WHAT YOU HAVE TO DO:
Give back exactly the lines that run from the line containing "Please drop a marker on the white floral" through the end of the listing below. Leave out every other line.
--- start DATASET EXCERPTS ---
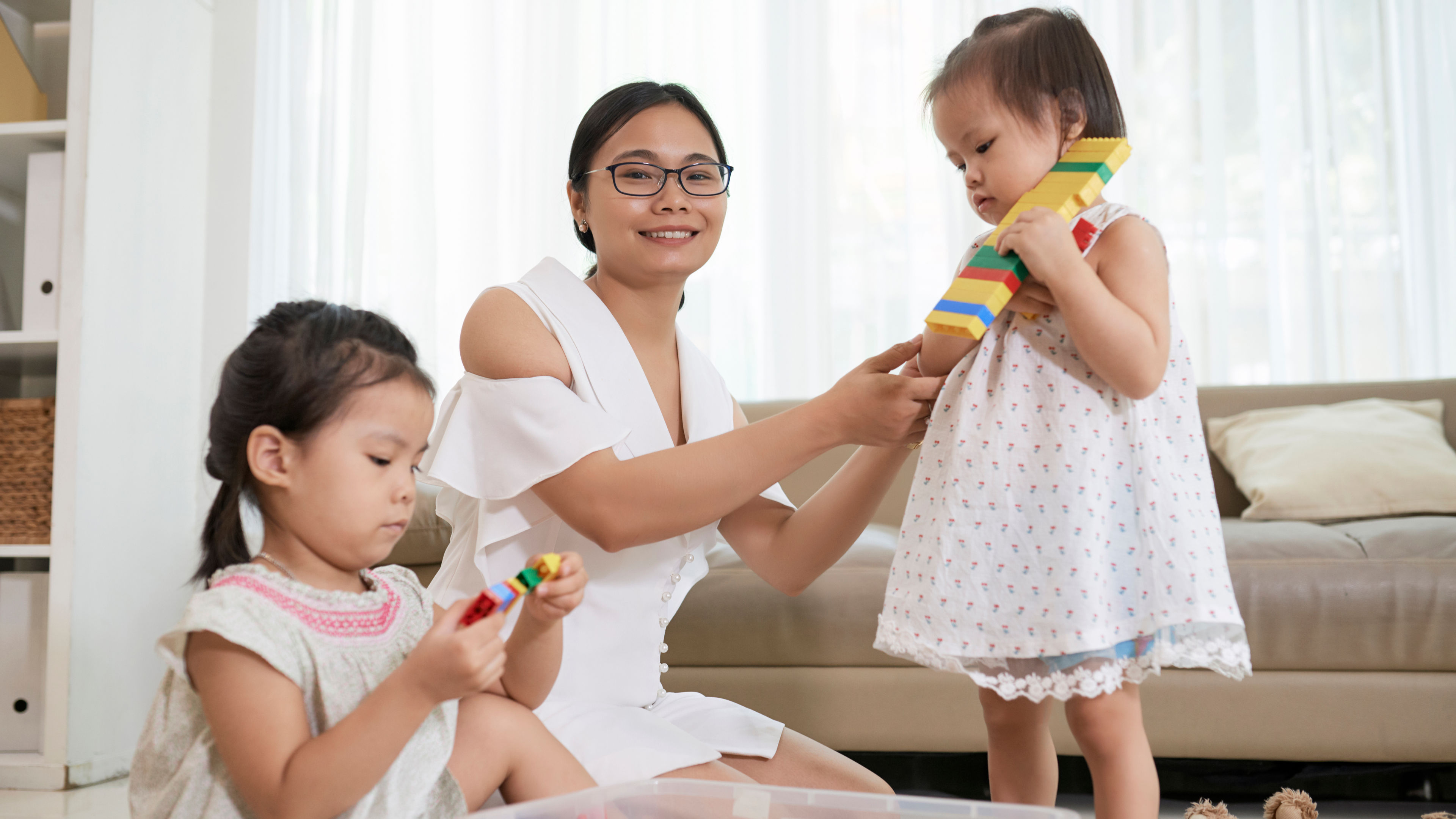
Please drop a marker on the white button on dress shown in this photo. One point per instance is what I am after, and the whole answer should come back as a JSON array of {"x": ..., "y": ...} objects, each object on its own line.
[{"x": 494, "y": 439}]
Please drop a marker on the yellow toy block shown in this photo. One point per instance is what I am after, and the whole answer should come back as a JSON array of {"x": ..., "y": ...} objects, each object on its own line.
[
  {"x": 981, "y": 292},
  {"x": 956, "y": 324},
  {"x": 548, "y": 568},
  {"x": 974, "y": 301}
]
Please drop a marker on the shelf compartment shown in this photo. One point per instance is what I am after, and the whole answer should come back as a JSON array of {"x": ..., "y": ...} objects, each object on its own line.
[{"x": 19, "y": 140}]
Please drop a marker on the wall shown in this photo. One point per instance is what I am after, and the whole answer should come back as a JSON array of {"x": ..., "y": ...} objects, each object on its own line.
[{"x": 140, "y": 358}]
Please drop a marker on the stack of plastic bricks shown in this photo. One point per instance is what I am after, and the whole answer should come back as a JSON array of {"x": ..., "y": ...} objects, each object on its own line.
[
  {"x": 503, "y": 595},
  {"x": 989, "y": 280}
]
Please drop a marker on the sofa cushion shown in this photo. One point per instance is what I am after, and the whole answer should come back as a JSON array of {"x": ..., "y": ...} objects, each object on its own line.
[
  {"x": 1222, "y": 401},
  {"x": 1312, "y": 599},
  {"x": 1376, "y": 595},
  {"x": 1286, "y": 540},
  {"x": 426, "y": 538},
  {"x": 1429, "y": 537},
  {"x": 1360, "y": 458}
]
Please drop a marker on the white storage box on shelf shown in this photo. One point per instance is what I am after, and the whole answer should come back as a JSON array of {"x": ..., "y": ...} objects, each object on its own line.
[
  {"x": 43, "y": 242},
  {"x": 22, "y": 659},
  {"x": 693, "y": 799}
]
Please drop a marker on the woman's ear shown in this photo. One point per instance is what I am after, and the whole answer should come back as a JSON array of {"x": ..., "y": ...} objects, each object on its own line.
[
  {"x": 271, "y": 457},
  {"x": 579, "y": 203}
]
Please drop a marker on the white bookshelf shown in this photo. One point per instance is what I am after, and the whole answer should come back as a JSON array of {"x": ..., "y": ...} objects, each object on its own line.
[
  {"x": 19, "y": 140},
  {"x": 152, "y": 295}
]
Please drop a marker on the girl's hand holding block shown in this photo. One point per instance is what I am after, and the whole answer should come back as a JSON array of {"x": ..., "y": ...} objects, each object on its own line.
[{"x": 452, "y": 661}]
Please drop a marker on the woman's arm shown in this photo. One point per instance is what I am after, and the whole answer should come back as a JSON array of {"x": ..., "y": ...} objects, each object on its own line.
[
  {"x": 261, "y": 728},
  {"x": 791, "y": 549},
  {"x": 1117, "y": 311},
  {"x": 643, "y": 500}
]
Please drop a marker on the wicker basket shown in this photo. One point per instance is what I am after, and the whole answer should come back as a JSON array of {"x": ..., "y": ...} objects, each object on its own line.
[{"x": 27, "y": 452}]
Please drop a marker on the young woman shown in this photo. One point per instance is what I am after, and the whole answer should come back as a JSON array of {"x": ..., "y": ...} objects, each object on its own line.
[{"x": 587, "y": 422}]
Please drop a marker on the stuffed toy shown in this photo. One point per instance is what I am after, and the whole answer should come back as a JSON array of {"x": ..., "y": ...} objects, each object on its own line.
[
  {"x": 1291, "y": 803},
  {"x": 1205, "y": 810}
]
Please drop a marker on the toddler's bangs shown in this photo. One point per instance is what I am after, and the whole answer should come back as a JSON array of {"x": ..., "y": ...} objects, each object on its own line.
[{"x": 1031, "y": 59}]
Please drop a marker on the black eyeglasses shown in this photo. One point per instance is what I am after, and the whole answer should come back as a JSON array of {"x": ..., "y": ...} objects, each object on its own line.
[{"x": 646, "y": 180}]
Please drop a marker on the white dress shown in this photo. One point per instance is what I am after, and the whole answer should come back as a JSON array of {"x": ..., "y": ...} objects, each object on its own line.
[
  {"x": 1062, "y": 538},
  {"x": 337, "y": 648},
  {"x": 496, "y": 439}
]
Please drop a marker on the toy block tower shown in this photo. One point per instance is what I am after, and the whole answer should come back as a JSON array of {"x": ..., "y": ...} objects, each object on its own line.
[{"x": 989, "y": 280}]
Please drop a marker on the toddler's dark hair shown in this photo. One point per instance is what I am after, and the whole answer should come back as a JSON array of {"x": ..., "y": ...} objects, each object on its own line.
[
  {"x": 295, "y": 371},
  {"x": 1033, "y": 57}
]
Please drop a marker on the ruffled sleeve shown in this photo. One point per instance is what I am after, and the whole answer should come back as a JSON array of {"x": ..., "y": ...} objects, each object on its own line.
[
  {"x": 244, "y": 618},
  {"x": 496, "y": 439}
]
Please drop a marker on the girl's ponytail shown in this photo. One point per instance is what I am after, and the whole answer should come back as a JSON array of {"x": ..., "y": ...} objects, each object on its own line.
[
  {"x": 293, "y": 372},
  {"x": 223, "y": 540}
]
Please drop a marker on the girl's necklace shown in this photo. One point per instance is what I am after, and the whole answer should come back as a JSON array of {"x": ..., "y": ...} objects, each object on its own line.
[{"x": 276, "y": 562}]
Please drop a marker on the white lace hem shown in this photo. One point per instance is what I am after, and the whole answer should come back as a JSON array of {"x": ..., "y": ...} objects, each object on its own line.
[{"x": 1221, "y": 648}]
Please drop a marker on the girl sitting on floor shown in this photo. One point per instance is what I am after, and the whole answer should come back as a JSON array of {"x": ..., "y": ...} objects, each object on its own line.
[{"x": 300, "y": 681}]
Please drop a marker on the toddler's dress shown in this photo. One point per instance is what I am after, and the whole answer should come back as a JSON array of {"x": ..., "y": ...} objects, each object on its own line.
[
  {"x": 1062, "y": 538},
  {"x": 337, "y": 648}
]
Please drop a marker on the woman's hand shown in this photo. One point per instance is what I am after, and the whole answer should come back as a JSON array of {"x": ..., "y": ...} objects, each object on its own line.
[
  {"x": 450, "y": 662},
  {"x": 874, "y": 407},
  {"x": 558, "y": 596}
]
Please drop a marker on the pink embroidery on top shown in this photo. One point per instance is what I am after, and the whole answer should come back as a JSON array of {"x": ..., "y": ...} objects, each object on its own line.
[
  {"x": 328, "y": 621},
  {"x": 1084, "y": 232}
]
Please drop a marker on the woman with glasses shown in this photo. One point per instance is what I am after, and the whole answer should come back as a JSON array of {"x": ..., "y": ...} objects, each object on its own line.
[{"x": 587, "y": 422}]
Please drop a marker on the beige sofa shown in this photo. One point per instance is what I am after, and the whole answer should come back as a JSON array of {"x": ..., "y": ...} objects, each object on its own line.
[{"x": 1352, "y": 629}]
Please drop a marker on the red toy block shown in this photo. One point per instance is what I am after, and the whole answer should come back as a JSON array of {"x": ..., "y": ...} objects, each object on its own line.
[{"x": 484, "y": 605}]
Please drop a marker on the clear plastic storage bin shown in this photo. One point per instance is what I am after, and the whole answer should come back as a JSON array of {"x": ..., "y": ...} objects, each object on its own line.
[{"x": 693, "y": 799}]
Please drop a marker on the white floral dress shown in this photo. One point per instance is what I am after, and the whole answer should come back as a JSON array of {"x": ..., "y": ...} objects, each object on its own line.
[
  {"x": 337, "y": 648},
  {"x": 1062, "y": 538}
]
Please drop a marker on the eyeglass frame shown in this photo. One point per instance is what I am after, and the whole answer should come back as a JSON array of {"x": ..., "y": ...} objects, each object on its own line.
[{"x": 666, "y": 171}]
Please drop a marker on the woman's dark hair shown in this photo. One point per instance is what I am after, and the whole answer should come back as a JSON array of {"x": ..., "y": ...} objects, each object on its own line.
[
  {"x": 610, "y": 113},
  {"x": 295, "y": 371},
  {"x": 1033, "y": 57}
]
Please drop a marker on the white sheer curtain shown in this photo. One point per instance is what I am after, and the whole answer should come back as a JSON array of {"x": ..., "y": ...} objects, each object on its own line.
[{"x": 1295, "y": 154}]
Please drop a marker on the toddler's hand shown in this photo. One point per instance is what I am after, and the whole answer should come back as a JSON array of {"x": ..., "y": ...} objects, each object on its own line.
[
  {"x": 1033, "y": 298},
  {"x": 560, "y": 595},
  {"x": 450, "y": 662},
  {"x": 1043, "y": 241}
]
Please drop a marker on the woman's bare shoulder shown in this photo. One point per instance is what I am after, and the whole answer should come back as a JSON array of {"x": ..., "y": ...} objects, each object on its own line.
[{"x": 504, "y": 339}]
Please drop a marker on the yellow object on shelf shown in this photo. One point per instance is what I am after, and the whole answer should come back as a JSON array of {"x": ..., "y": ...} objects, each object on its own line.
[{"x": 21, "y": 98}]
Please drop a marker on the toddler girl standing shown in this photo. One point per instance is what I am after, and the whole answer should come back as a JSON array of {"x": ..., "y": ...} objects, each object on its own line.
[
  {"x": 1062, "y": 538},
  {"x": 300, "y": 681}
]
--- end DATASET EXCERPTS ---
RESPONSE TO THIS TASK:
Please drop a marker on the white floral dress shown in this photo. One point per instance is what I am after, and the whole answer should come back as a JSON array of {"x": ..., "y": ...} objects, each object on its own line.
[
  {"x": 337, "y": 648},
  {"x": 1062, "y": 538}
]
Please drop a marker on the eyeglass frame shown in this photo. One point per instance is what I am after, and the whole answer should come back as a JSON array of {"x": ..., "y": ...} objects, each object on its own line.
[{"x": 666, "y": 171}]
Please drop a marker on the woman's dark hair shown in this photo. One point per instance is what I am after, and the whole answer should come back as a JSON array of {"x": ..., "y": ...} objects, each object on its own line.
[
  {"x": 610, "y": 113},
  {"x": 295, "y": 371},
  {"x": 1033, "y": 57}
]
Please drop a marker on the white sheer curtain shown in this photo. One point per instance is what I am after, and the whole answer should come back as a JSON array of {"x": ..., "y": ...} objects, each object on its own line.
[{"x": 1295, "y": 154}]
Please drop a marker on the toddler's hand shown in this photo. One point per instance is what I am after, and the whole answer should come back as a JSON array of {"x": ..., "y": ...} objects, each object on its own line.
[
  {"x": 1033, "y": 298},
  {"x": 560, "y": 595},
  {"x": 450, "y": 662},
  {"x": 1043, "y": 241}
]
Please drop a marker on the woman's bare shoulder shown in this photo. One point per instance is what I am after, and the whole answer should come back as a JSON array of {"x": ..., "y": ...} objects, each object on its own line.
[{"x": 504, "y": 339}]
Please drop a marker on the yellow object on shelf shown in this photo. One point per instance is what I am after, and the whole answer should come back as a JSON array of {"x": ..., "y": ...} objects, each object on its own line.
[{"x": 21, "y": 98}]
Please drop a marker on the toddler girl standing shown in this photo. One point per instance is what I am after, and the whole answer should come back as a JSON array of {"x": ..., "y": ...} objects, each object on its own line.
[
  {"x": 1062, "y": 538},
  {"x": 300, "y": 681}
]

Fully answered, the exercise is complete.